Point-per-instance localization data:
┌──

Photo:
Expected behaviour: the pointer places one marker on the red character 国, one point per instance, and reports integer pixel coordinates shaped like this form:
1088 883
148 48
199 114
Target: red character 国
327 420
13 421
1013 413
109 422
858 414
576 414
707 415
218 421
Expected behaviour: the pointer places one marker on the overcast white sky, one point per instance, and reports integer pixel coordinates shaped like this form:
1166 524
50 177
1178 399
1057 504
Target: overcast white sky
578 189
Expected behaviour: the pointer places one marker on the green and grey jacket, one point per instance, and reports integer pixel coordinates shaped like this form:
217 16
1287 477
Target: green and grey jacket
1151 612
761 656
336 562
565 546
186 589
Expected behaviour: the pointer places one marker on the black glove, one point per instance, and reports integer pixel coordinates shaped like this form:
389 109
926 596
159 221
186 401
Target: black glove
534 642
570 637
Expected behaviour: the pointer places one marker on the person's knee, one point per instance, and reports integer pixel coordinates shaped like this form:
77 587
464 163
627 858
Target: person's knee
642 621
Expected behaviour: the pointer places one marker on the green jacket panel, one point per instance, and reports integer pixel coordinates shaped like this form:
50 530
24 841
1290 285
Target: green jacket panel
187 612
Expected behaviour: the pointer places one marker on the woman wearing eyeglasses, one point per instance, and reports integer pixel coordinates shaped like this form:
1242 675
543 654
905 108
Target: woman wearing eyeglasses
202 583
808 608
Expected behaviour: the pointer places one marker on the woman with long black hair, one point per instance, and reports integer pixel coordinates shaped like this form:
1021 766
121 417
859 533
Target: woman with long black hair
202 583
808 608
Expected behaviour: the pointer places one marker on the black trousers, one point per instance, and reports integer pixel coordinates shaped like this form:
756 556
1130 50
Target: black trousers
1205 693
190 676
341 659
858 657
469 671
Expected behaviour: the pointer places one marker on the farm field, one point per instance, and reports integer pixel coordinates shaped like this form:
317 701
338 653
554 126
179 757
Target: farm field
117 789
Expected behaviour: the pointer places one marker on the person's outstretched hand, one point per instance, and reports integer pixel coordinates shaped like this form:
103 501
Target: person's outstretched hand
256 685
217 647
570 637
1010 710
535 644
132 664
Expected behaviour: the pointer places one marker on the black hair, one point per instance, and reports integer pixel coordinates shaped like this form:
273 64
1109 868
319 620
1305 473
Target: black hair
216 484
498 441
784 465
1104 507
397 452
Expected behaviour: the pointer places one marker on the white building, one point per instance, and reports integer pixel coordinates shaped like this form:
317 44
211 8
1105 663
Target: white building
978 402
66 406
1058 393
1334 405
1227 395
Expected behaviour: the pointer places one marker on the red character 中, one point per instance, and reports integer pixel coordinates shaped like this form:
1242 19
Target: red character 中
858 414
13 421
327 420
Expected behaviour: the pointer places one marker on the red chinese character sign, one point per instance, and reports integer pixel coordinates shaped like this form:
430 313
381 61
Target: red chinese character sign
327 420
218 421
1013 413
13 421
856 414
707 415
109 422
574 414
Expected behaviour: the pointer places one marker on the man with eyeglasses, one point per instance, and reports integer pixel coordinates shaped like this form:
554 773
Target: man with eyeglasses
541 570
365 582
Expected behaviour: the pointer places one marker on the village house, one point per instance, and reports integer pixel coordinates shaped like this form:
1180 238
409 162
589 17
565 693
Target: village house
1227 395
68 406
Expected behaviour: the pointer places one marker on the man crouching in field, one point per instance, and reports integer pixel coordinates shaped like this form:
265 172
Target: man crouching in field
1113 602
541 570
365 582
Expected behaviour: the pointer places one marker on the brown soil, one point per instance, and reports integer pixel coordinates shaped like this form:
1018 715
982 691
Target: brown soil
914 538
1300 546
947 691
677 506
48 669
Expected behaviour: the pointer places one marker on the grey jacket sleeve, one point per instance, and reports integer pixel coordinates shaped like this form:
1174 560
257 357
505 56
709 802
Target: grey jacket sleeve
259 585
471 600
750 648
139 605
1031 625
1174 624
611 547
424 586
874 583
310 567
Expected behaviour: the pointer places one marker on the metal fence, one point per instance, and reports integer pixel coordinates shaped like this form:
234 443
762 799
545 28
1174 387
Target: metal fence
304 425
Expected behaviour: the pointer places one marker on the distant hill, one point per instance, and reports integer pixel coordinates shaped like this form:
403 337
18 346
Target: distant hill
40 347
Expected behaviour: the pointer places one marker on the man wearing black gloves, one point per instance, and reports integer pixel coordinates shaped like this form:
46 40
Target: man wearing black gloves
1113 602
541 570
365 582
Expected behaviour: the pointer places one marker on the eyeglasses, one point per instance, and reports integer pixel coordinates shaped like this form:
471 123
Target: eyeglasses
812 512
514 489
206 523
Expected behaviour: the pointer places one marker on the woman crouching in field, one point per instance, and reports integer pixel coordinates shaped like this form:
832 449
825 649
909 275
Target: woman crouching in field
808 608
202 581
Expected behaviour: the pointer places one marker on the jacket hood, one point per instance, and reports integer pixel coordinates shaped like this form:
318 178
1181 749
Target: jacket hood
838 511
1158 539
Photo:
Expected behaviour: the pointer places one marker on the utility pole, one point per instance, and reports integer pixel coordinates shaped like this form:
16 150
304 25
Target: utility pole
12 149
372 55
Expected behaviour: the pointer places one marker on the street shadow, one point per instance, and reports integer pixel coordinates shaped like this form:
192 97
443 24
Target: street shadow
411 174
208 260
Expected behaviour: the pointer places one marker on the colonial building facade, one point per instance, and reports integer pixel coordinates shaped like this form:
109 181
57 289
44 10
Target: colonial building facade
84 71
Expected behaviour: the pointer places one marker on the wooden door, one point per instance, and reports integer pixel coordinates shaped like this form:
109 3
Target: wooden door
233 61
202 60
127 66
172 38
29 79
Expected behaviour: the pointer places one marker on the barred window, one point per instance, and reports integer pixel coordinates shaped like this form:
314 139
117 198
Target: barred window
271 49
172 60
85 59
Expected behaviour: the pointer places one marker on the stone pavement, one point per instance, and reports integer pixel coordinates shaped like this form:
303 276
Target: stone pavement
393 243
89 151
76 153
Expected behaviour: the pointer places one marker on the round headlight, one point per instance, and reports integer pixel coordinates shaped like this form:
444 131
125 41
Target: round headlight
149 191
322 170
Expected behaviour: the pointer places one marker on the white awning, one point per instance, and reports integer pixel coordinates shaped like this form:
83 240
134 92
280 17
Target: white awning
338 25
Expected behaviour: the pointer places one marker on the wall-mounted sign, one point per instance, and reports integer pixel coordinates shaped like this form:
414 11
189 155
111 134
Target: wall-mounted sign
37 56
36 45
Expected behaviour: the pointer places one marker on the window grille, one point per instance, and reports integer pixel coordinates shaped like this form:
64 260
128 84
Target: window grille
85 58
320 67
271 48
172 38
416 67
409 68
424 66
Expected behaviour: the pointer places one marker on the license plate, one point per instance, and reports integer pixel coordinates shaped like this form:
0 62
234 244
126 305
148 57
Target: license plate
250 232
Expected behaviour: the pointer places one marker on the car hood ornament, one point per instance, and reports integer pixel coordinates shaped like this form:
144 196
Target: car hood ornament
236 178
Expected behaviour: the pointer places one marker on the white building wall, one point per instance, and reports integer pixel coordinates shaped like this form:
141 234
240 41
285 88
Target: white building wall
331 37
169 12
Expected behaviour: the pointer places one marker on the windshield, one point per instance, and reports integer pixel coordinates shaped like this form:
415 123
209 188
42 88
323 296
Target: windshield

└──

» **Task brief**: Could you copy every record above exactly as it appears?

» **Answer section**:
Photo:
Expected behaviour: the pointer places one marker on the red character 国, one point per instance, and reports integer pixel coordinates shaped like this form:
1088 883
148 48
199 114
Target: red character 国
327 420
13 421
1013 413
109 422
858 414
576 414
707 415
218 421
Expected behaviour: the pointer places one marker on the overcast white sky, one point per instance, and reports integer pixel coordinates shaped like this form:
1166 524
50 177
1178 399
1057 504
Target: overcast white sky
578 189
Expected behaviour: the pointer places one marker on the green and grey jacket, one point per instance, and reports integer pixel coordinates shaped like this form:
217 16
1287 477
Target: green and grey jacket
1151 612
761 656
336 562
565 546
186 589
Expected behaviour: the pointer places one marker on the black glove, one point per instance, and reports integer pixel coordinates shaped like this form:
389 109
926 596
159 221
186 401
Target: black glove
534 642
570 637
Expected behaviour: the pointer places one marker on the person's knee, one point per instance, and reports integer pixel coordinates shaped like this form:
77 587
464 163
627 858
Target: person's knee
642 621
Expected behaviour: the pointer places one marker on the green jacket panel, one point per instance, and reports integer pixel coordinates shaped like this form:
50 530
24 841
1290 285
Target: green jacket panel
187 612
Expected behaviour: the pointer places one marker on the woman wearing eyeglasses, one point per instance, and reports integer pixel coordinates shaped like this form:
1242 675
543 654
905 108
Target: woman wearing eyeglasses
202 583
808 608
Expected behaviour: the pointer places one marker on the woman with long black hair, one point per instance, and reports integer pixel coordinates shaped like this form:
1021 766
121 417
859 533
Target: woman with long black hair
202 583
808 608
Expected behaviour: the pointer places one marker on the black trousers, one point per instance, and reports integer pixel coordinates shaped like this form:
756 556
1130 50
Target: black trousers
1205 693
190 676
341 659
858 657
469 671
Expected behaviour: the pointer places one marker on the farm field, one point per instance, and reports integer pixel coordinates shaped like this form:
317 701
338 653
554 126
179 757
Target: farm field
117 789
Expected behaviour: the pointer places one marker on the person's outstretched hand, one point per instance, and reports integer pixel coordinates shaped like this form:
103 501
Target: person's outstretched hand
256 685
217 647
570 637
1010 710
535 644
132 664
Expected behaviour: the pointer places one marker on the black hair, one point per instance, and reports integer pixel coordinates shaped like this form:
273 64
1109 868
319 620
1305 473
Target: black hair
216 484
498 441
784 465
1104 507
397 452
Expected behaviour: the pointer places one marker on the white building, one point per instance, and reports integer pixel coordinates shaped like this form:
317 44
211 8
1105 663
Target: white building
978 402
66 406
1058 393
1334 405
1227 395
Expected behaviour: the pointer places one marker on the red character 中, one point per instance, and reports integer pixel coordinates shaped like this form:
1242 19
Target: red character 中
858 414
13 421
327 420
Expected behaviour: the pointer places one marker on the red chinese character sign, one point per instance, and reports integer pixel coordinates shaped like this form:
430 313
381 61
Target: red chinese character sign
327 420
218 421
1013 413
13 421
856 414
707 415
109 422
574 414
Expected behaviour: the pointer places one marker on the man with eyeglasses, one point per instance, and reports integer pixel coordinates shaped like this form:
554 773
Target: man with eyeglasses
541 570
365 582
Expected behaviour: the pointer places one marker on the village house, one point per instance, and reports integer pixel coordinates shaped like this form:
1180 238
409 162
589 17
565 693
Target: village house
1227 395
68 406
Expected behaviour: the pointer places one marker on the man crouching in field, one point per instance, and reports integer pixel coordinates shaped like this form:
265 172
Target: man crouching in field
1113 602
541 570
365 582
Expected behaviour: the pointer places one marker on the brown soil, one point per instance, and reports integer pixel coordinates shaped like this form:
1018 715
982 691
Target: brown soil
914 538
1300 546
947 691
677 506
48 669
Expected behaviour: the pointer places one marker on the grey jacket sleeve, one point per instance, and reports integer pixel coordinates shaped like this form:
1174 560
257 357
505 56
709 802
Target: grey jacket sleeve
259 585
471 600
750 648
139 605
1031 625
1174 624
611 547
424 586
874 583
310 567
Expected behaviour: the pointer places one marker on the metal fence, one point per instance, and reports integer pixel coordinates shaped like this form:
234 443
762 799
545 28
1174 387
Target: metal fence
304 425
Expected behaviour: the pointer places one marker on the distant hill, one point per instance, and reports integer pixel coordinates shaped like this form:
403 337
18 346
Target: distant hill
40 347
Expected behaviour: the pointer places one marker on the man wearing black gloves, one point per instance, and reports integer pixel coordinates shaped like this form:
46 40
Target: man wearing black gloves
1113 602
541 570
365 582
Expected behaviour: the pointer places one marker on the eyeglasses, one point per instance, and reports integer pixel coordinates shaped like this form:
471 123
Target: eyeglasses
812 512
514 489
206 523
Expected behaviour: the pointer places one marker on the woman crouching in field, one point per instance, and reports integer pixel coordinates shaped like this form:
832 449
825 649
909 275
Target: woman crouching in field
808 608
202 581
Expected behaviour: the pointer places one marker on the jacket hood, one point per instance, and reports integer pixel coordinates shaped like this form:
318 178
1181 749
Target: jacket hood
838 511
1158 539
Photo:
Expected behaviour: the pointer places one marker on the utility pole, one point per instance, and reports integer pixel coordinates shaped like this form:
16 150
304 25
Target: utility pole
12 149
372 55
Expected behaviour: the pointer places one marker on the street shadow, one point per instance, and reports integer pixel coordinates shaped like this form:
192 97
443 24
Target: street shadow
411 174
208 260
Expected behaviour: the pointer places one marker on the colonial building facade, one point per instance, and reports integer pixel coordinates shaped like this form:
109 181
57 289
44 10
Target: colonial building facade
84 71
Expected behaviour: the pointer places one marker on the wooden door, one point per instance, and reports integer pixel coordinates shaped like this form:
109 3
Target: wooden door
233 61
202 60
127 66
172 38
29 79
Expected behaviour: the pointer places one marker on the barred window, one point per instance, and reports integer pixel coordinates shaped like this form:
314 139
117 198
Target: barred window
271 49
172 60
85 59
Expected behaviour: the pointer places one marker on the stone pavement, one point per instance, and reports integer pixel coordinates shaped like this form:
303 276
Target: stone pavement
393 243
89 151
76 153
Expected behaviour: the pointer places one marker on the round headlight, one point per instance, and reports integer pixel coordinates shaped like this form:
444 131
125 41
Target: round headlight
149 191
322 170
Expected behaviour: the pointer places one marker on the white awning, one point per instance, and reports integer pixel coordinates shaped like this form:
83 240
134 92
280 17
Target: white awning
338 25
Expected behaviour: the pointer places one marker on the wall-mounted sign, one point per instance, and reports integer pixel coordinates shaped like this form:
414 11
189 155
111 134
Target: wall-mounted sign
37 56
36 45
Expected behaviour: the pointer places one marker on the window grille, one point per instance, and reports integer pixel coordinates shaped like this form:
64 260
128 84
Target: window grille
85 58
320 67
271 48
172 38
416 67
409 68
424 66
Expected behaviour: the pointer places one marker on the license plate, one point per instance, and reports integer pixel coordinates shaped like this form:
0 62
234 244
126 305
148 57
Target: license plate
250 232
Expected behaviour: the pointer places one marker on the car hood ornament, one point per instance, and reports integer pixel coordinates shaped like this form:
144 196
Target: car hood ornament
236 178
Expected behaviour: the pointer places one marker on the white building wall, one point per instance, and reports integer pixel coordinates shaped like this form:
141 234
240 41
285 88
Target: white building wall
331 37
169 12
Expected behaviour: the pointer places one marker on the windshield, one point per instance, and reports integer pixel coordinates shaped like this form:
415 123
209 188
42 88
323 296
Target: windshield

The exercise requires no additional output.